**Selection**
....

Alissa Tabirian
NS&D Monitor
11/20/2015
A program that promotes innovative ideas for nuclear disarmament is calling on the gaming community to develop digital game ideas to educate the public on the risk of nuclear weapons. N Square, a $2.4 million pilot program, has partnered with Games for Change, an organization that promotes the development of digital social impact games, in creating a nuclear safety design competition. The N Square Challenge “invites anyone, anywhere, to conceptualize a game that will engage and educate players about the dynamics of nuclear weapons risk” for a $10,000 cash prize, Games for Change said.
Last weekend, a Nuclear Risk Game Jam in Chicago engaged participants in “creative brainstorming and rapid prototyping sessions” and pitch development for “live role-playing games, tabletop and board games, and, of course, digital games,” according to the event announcement. Susanna Pollack, acting president of Games for Change, said that because gamers “have vast experience saving virtual worlds,” they may “help navigate how to save the real world from the threat of nuclear catastrophe.”
“Games are social by nature, and an excellent tool for experimenting with all kinds of systems—economic, social and cultural,” Pollack said in a press release. “Why not explore nuclear issues through a game?”

....

**Material for this exercise**
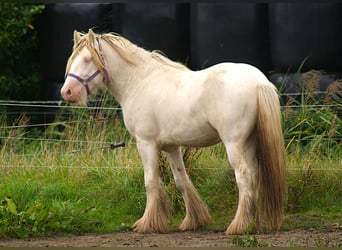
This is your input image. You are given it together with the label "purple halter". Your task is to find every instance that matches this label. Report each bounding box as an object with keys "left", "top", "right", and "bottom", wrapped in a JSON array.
[{"left": 67, "top": 37, "right": 110, "bottom": 95}]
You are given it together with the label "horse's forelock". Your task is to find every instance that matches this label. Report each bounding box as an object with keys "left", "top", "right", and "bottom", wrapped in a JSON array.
[{"left": 65, "top": 30, "right": 108, "bottom": 79}]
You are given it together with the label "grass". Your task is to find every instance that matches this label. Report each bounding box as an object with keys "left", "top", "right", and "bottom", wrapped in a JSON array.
[{"left": 0, "top": 82, "right": 342, "bottom": 238}]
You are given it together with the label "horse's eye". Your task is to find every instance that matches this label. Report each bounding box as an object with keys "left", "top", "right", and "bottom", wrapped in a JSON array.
[{"left": 83, "top": 56, "right": 92, "bottom": 63}]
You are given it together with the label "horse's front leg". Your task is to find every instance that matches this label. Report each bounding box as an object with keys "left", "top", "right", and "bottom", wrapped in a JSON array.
[
  {"left": 167, "top": 147, "right": 211, "bottom": 231},
  {"left": 133, "top": 140, "right": 170, "bottom": 233}
]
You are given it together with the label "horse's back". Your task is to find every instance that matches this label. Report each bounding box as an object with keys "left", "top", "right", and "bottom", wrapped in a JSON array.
[{"left": 199, "top": 63, "right": 270, "bottom": 138}]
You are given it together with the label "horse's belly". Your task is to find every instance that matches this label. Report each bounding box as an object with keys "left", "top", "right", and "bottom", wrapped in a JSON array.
[{"left": 160, "top": 125, "right": 220, "bottom": 147}]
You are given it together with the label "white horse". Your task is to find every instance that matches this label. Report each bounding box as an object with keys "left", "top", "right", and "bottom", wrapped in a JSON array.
[{"left": 61, "top": 30, "right": 286, "bottom": 234}]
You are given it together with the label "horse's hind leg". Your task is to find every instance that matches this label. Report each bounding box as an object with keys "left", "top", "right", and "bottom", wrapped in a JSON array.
[
  {"left": 167, "top": 147, "right": 211, "bottom": 231},
  {"left": 133, "top": 141, "right": 170, "bottom": 233},
  {"left": 225, "top": 138, "right": 258, "bottom": 234}
]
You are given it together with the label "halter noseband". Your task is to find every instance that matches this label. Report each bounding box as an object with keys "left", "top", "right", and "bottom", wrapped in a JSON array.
[{"left": 67, "top": 37, "right": 110, "bottom": 95}]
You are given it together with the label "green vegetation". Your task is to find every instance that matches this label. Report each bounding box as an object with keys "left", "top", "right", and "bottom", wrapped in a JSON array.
[{"left": 0, "top": 81, "right": 342, "bottom": 238}]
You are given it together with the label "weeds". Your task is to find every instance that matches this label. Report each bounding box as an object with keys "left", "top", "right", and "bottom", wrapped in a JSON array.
[{"left": 0, "top": 80, "right": 342, "bottom": 238}]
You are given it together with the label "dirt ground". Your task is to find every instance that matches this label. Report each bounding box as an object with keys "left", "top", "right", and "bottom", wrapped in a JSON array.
[{"left": 0, "top": 225, "right": 342, "bottom": 247}]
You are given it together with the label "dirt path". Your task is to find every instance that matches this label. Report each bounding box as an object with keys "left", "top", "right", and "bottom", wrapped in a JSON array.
[{"left": 0, "top": 227, "right": 342, "bottom": 247}]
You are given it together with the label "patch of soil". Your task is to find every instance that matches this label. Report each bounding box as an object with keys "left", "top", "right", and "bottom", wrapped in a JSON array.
[{"left": 0, "top": 226, "right": 342, "bottom": 247}]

....

**Exercise instructions**
1. Using the article on the nuclear risk game challenge, decide whether each statement agrees with it. Answer yes or no, and quote the deciding words of the article.
(a) N Square is a $5 million pilot program.
(b) The Nuclear Risk Game Jam took place in Chicago.
(c) Susanna Pollack is the permanent president of Games for Change.
2. Find every line of the records that contains the string "halter", and copy each of those lines. Case counts.
The article and the records have nothing to do with each other.

**Solved problems**
1.
(a) No: "a $2.4 million pilot program"
(b) Yes: "a Nuclear Risk Game Jam in Chicago"
(c) No: "acting president of Games for Change"

2.
This is your input image. You are given it together with the label "purple halter". Your task is to find every instance that matches this label. Report each bounding box as an object with keys "left", "top", "right", and "bottom", wrapped in a JSON array.
You are given it together with the label "halter noseband". Your task is to find every instance that matches this label. Report each bounding box as an object with keys "left", "top", "right", and "bottom", wrapped in a JSON array.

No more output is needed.